ACTIVITY:
Each entry needs to appear again, retyped exactly as it is below.

DATA SHOWN:

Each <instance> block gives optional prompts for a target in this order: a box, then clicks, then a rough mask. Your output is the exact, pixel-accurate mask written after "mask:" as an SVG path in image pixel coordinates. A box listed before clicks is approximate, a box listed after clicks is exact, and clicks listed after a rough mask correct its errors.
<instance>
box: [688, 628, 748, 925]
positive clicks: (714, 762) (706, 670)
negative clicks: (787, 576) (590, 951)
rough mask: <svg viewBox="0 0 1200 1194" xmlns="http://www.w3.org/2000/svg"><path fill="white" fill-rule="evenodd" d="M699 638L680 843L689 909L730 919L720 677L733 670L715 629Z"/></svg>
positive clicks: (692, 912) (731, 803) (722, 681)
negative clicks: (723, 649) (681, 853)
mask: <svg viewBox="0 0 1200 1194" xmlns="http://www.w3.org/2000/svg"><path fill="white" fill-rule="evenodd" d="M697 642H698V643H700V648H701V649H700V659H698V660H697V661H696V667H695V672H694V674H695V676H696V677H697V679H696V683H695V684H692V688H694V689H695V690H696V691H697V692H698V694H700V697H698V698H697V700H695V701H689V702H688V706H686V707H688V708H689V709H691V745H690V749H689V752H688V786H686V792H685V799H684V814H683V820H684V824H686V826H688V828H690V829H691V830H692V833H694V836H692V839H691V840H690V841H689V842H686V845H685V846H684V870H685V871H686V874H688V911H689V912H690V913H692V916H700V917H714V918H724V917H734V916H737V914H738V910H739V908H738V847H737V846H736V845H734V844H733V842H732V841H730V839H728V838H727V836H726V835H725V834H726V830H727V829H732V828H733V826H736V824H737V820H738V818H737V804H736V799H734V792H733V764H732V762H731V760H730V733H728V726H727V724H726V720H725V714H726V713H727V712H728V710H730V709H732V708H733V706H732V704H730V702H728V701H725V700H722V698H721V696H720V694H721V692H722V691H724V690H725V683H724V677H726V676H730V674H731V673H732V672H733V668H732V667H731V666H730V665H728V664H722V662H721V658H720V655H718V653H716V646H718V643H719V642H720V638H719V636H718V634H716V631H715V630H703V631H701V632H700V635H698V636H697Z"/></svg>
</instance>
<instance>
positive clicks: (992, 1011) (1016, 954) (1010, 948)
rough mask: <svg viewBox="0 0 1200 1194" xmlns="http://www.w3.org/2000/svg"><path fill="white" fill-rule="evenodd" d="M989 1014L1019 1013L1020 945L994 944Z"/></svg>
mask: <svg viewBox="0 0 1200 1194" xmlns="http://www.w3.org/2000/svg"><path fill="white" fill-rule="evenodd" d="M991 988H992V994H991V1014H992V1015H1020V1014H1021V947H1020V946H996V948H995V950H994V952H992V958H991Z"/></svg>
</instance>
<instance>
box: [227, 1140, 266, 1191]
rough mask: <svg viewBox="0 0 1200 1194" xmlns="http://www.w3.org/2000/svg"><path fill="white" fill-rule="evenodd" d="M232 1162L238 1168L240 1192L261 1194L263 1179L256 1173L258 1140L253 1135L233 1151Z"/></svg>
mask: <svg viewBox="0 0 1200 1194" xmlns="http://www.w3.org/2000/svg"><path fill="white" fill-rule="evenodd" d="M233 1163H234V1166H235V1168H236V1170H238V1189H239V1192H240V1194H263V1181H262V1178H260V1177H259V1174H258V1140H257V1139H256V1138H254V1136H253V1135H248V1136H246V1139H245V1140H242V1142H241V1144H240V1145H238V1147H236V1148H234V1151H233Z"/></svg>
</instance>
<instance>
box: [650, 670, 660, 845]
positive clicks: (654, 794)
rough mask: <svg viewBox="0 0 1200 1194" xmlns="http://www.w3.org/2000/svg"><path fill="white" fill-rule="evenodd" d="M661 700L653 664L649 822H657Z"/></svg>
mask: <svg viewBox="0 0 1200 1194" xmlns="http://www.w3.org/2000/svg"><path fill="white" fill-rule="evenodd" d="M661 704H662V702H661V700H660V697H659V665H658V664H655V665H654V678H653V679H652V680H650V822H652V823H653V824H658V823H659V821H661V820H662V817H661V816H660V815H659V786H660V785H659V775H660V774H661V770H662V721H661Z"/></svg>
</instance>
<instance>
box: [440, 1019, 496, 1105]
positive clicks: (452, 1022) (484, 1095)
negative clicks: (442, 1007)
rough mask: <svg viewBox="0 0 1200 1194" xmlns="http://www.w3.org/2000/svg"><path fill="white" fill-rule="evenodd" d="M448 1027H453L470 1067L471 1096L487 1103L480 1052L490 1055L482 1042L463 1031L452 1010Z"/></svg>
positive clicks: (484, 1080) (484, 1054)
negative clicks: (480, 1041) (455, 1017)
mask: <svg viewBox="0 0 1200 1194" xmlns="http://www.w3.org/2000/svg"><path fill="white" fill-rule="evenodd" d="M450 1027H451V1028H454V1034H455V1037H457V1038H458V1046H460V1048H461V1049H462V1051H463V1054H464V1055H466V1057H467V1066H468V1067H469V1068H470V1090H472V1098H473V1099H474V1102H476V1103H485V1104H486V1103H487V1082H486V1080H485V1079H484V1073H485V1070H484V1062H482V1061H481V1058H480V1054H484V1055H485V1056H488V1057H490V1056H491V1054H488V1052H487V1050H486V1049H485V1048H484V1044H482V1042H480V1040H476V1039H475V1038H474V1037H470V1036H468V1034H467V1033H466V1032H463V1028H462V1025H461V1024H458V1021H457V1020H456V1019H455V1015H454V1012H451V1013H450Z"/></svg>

EXPECTED ANSWER:
Each <instance> block gives optional prompts for a target in this order: a box, then clicks, then a rough mask. Your output is the exact, pixel-accurate mask written after "mask:" as an SVG path in image pixel coordinates. A box listed before clicks is approximate, a box listed after clicks is exact, and clicks listed after a rough mask correct its errors.
<instance>
box: [688, 628, 748, 925]
positive clicks: (714, 762) (706, 670)
negative clicks: (787, 576) (590, 951)
rough mask: <svg viewBox="0 0 1200 1194" xmlns="http://www.w3.org/2000/svg"><path fill="white" fill-rule="evenodd" d="M699 638L680 843L689 909L730 919L720 677L733 670L715 629Z"/></svg>
positive clicks: (692, 912) (731, 803) (722, 681)
negative clicks: (723, 649) (681, 853)
mask: <svg viewBox="0 0 1200 1194" xmlns="http://www.w3.org/2000/svg"><path fill="white" fill-rule="evenodd" d="M697 642H698V643H700V648H701V649H700V659H698V660H697V661H696V667H695V672H694V674H695V676H696V677H697V679H696V683H695V684H692V688H694V689H695V690H696V691H697V692H698V694H700V697H698V698H697V700H695V701H689V702H688V706H686V707H688V708H689V709H691V745H690V749H689V752H688V786H686V792H685V799H684V814H683V820H684V824H686V826H688V828H690V829H691V830H692V833H694V836H692V839H691V840H690V841H689V842H686V845H685V846H684V870H685V871H686V874H688V911H689V912H690V913H692V916H700V917H714V918H724V917H734V916H737V914H738V910H739V908H738V847H737V846H736V845H734V844H733V842H732V841H730V839H728V838H727V836H726V835H725V834H726V830H727V829H732V828H733V826H736V824H737V820H738V818H737V804H736V799H734V792H733V764H732V762H731V760H730V733H728V726H727V724H726V720H725V714H726V713H727V712H728V710H730V709H732V708H733V706H732V704H730V702H728V701H725V700H722V698H721V696H720V694H721V692H722V691H724V690H725V683H724V677H726V676H730V674H731V673H732V672H733V668H732V667H731V666H730V665H728V664H722V662H721V658H720V655H718V653H716V646H718V643H719V642H720V638H719V636H718V634H716V631H715V630H703V631H701V632H700V635H698V636H697Z"/></svg>
</instance>
<instance>
positive clicks: (992, 1011) (1016, 954) (1010, 948)
rough mask: <svg viewBox="0 0 1200 1194" xmlns="http://www.w3.org/2000/svg"><path fill="white" fill-rule="evenodd" d="M989 1014L1019 1013L1020 945L994 944Z"/></svg>
mask: <svg viewBox="0 0 1200 1194" xmlns="http://www.w3.org/2000/svg"><path fill="white" fill-rule="evenodd" d="M991 988H992V994H991V1014H992V1015H1020V1014H1021V947H1020V946H996V948H995V950H994V952H992V958H991Z"/></svg>
</instance>
<instance>
box: [227, 1140, 266, 1191]
rough mask: <svg viewBox="0 0 1200 1194" xmlns="http://www.w3.org/2000/svg"><path fill="white" fill-rule="evenodd" d="M232 1162L238 1168L240 1192L261 1194L263 1179L256 1173L258 1140L253 1135L233 1151Z"/></svg>
mask: <svg viewBox="0 0 1200 1194" xmlns="http://www.w3.org/2000/svg"><path fill="white" fill-rule="evenodd" d="M233 1163H234V1166H235V1168H236V1170H238V1189H239V1192H240V1194H263V1181H262V1178H260V1177H259V1174H258V1140H257V1139H256V1138H254V1136H253V1135H248V1136H246V1139H245V1140H242V1142H241V1144H240V1145H238V1147H236V1148H234V1151H233Z"/></svg>
</instance>
<instance>
box: [650, 670, 660, 845]
positive clicks: (654, 794)
rough mask: <svg viewBox="0 0 1200 1194" xmlns="http://www.w3.org/2000/svg"><path fill="white" fill-rule="evenodd" d="M661 700L653 664L649 822H657Z"/></svg>
mask: <svg viewBox="0 0 1200 1194" xmlns="http://www.w3.org/2000/svg"><path fill="white" fill-rule="evenodd" d="M661 704H662V702H661V700H660V697H659V665H658V664H655V665H654V678H653V679H652V680H650V822H652V823H653V824H658V823H659V821H661V820H662V817H661V816H660V815H659V786H660V785H659V775H660V774H661V770H662V721H661Z"/></svg>
</instance>
<instance>
box: [440, 1019, 496, 1105]
positive clicks: (452, 1022) (484, 1095)
negative clicks: (442, 1007)
rough mask: <svg viewBox="0 0 1200 1194" xmlns="http://www.w3.org/2000/svg"><path fill="white" fill-rule="evenodd" d="M448 1027H453L470 1067L471 1096L487 1103L480 1052L490 1055L482 1042L463 1031L452 1010Z"/></svg>
positive clicks: (484, 1080) (484, 1054)
negative clicks: (480, 1041) (455, 1017)
mask: <svg viewBox="0 0 1200 1194" xmlns="http://www.w3.org/2000/svg"><path fill="white" fill-rule="evenodd" d="M450 1027H451V1028H454V1034H455V1037H457V1038H458V1046H460V1048H461V1049H462V1051H463V1054H464V1055H466V1057H467V1066H468V1067H469V1068H470V1090H472V1098H473V1099H474V1102H476V1103H485V1104H486V1103H487V1082H486V1080H485V1079H484V1073H485V1070H484V1062H482V1061H481V1058H480V1054H484V1055H485V1056H488V1057H490V1056H491V1054H488V1052H487V1050H486V1049H485V1048H484V1044H482V1042H480V1040H476V1039H475V1038H474V1037H470V1036H468V1034H467V1033H466V1032H463V1028H462V1025H461V1024H458V1021H457V1020H456V1019H455V1015H454V1012H451V1013H450Z"/></svg>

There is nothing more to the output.